**STATED PROBLEM:** Shift each answer coordinate by adding 91 to it, then write out the records again from the line with "Put a point on every instance of the moss patch;" up to and including the line with "<point>212,715</point>", requests included.
::::::::::
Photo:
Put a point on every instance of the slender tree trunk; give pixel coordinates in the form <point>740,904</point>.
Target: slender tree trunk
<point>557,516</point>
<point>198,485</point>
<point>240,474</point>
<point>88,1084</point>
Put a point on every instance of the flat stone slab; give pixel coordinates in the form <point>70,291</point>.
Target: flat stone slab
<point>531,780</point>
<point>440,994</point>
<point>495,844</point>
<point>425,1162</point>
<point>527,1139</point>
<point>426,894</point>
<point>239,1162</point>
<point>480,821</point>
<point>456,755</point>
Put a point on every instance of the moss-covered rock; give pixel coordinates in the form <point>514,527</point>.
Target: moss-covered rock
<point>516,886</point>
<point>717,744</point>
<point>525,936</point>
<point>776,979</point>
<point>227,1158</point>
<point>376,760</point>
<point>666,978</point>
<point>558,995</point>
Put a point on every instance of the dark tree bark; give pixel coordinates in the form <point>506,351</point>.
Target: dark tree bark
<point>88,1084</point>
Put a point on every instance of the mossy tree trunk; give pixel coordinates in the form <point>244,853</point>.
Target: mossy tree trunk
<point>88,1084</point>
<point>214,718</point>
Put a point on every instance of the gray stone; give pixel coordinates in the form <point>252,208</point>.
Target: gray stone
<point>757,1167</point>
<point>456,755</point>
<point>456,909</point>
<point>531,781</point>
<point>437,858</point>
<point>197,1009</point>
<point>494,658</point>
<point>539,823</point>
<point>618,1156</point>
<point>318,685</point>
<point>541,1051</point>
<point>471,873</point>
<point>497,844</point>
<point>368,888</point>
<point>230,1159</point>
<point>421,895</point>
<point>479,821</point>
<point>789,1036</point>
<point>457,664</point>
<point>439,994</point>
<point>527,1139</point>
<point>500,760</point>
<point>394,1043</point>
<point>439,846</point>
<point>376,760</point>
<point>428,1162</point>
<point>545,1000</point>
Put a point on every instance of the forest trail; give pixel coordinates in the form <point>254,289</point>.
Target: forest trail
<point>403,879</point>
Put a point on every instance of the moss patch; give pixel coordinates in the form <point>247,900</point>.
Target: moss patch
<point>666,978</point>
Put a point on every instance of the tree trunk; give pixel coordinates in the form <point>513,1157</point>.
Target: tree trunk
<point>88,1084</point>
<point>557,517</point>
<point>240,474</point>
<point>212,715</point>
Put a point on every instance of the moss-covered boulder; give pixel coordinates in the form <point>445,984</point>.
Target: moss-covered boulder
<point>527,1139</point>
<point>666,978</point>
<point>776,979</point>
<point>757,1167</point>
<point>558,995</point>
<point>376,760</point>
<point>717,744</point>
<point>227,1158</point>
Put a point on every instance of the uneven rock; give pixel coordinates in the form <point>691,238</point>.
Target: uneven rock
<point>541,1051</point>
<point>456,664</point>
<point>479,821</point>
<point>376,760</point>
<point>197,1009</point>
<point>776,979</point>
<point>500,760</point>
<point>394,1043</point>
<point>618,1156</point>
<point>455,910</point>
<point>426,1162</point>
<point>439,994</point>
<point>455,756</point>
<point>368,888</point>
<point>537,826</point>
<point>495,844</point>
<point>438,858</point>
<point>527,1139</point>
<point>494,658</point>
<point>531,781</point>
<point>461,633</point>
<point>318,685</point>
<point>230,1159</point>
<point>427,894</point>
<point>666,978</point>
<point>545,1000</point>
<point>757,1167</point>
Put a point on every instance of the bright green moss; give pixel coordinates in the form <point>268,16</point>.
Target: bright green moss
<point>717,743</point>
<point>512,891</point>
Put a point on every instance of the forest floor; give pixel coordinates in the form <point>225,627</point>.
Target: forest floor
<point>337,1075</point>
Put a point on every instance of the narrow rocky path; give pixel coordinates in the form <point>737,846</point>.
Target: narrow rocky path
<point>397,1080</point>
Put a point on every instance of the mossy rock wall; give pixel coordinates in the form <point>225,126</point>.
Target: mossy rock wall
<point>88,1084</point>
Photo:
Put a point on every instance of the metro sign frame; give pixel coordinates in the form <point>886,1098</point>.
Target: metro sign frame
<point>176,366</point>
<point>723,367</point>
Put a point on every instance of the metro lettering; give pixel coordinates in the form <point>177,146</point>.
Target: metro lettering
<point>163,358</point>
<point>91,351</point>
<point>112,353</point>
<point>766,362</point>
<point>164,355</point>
::::::::::
**COMPLETE OUTPUT:**
Put a point on every instance of the moss patch; give pixel coordinates in the form <point>247,900</point>.
Target: moss patch
<point>757,1069</point>
Put a point on every instance of the tree trunk; give pixel coordinates in the form <point>513,1157</point>.
Target: tree trunk
<point>179,1175</point>
<point>648,608</point>
<point>331,565</point>
<point>303,806</point>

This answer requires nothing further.